# SHORT TASK A:
Answer these questions from the St. Peter's church text:
(i) Who was the architect of St. Peter's church?
(ii) At which quarry was the sandstone for the walls quarried?
(iii) How much did the Reverend Philip Dodd donate?
# SHORT TASK B:
Output the stretch of the St. Peter's church text from "THE CHURCH BUILDING" through "just Grade ‘C’.", copied word for word.

>> Start TEXT SEGMENT

The other major donors, in the days when Church and clergy were wealthy, were the Rector of Penshurst, the Reverend Philip Dodd (£500); his successor, the Reverend William Green (£300, but he also paid over £300 for Fordcombe’s organ); Hardinge’s stepson, Sir Walter James MP, who had managed South Park in Henry’s absence in India (£100) and the Patron, Sir John Sidney of Penshurst Place (£100). The Patronage has remained with the Sidney family, periods of interregnum excepted, ever since. Today it is held by Philip, Lord De L’Isle (the title now without the “& Dudley”).

THE CHURCH BUILDING

Returning to St. Peter’s church, the architect was Henry Isaac Stevens of Derby. Pevsner’s Guide in the 1960s (in 2011 under revision) rather limply stated that it is “a nobleman’s very decent chapel”, although of course it was no longer just a chapel. Much more positive was the comment by the Rochester Diocesan architects in 1974 who reported that it is “a very noteworthy building with an extremely high standard of material and craftsmanship”. Despite this, it is, perhaps surprisingly, listed just Grade ‘C’.

The materials used were fine sandstone ashlar (large, square-cut stones) for the walls, quarried locally at the now disused Quintain quarry, situated near where Leggs Lane joins the Speldhurst Road. This quarry produced stone for many other buildings, walls and bridges in the area. The diminishing courses of roofing tiles came from rather further away, being of Westmoreland slate. These have lasted well, so that when re-roofing was necessary in 1999, more than half could be re-used. This essential work was made possible by a major grant from the Heritage Lottery Fund and other funding bodies. Not being large enough to merit a bell tower, the roof supports a bellcote with two bells – not adequate for ringing peals but just for summoning the faithful to worship. One bell has no inscription but the other was recast by Gillett & Johnston in 1953 – perhaps a donor commemorating the Coronation of Queen Elizabeth that year.

>> End TEXT SEGMENT
>> Start STORED DATA

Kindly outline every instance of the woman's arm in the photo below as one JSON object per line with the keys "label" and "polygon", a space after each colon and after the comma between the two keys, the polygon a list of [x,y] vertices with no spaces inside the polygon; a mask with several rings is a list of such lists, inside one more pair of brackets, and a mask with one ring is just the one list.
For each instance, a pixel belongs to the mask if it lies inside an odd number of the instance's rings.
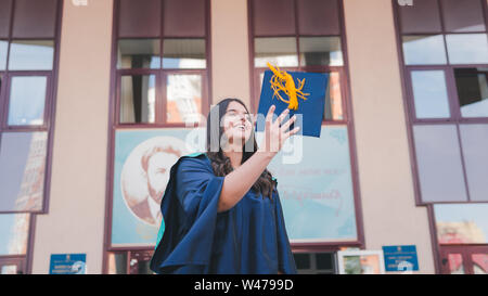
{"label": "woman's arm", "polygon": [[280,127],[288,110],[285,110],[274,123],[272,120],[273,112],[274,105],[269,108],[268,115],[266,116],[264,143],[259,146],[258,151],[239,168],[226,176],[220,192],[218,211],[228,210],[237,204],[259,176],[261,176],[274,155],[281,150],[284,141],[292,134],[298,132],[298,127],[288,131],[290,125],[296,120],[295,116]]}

>> End STORED DATA

# RESPONSE A:
(i) Henry Isaac Stevens of Derby
(ii) The Quintain quarry, near where Leggs Lane joins the Speldhurst Road
(iii) £500

# RESPONSE B:
THE CHURCH BUILDING

Returning to St. Peter’s church, the architect was Henry Isaac Stevens of Derby. Pevsner’s Guide in the 1960s (in 2011 under revision) rather limply stated that it is “a nobleman’s very decent chapel”, although of course it was no longer just a chapel. Much more positive was the comment by the Rochester Diocesan architects in 1974 who reported that it is “a very noteworthy building with an extremely high standard of material and craftsmanship”. Despite this, it is, perhaps surprisingly, listed just Grade ‘C’.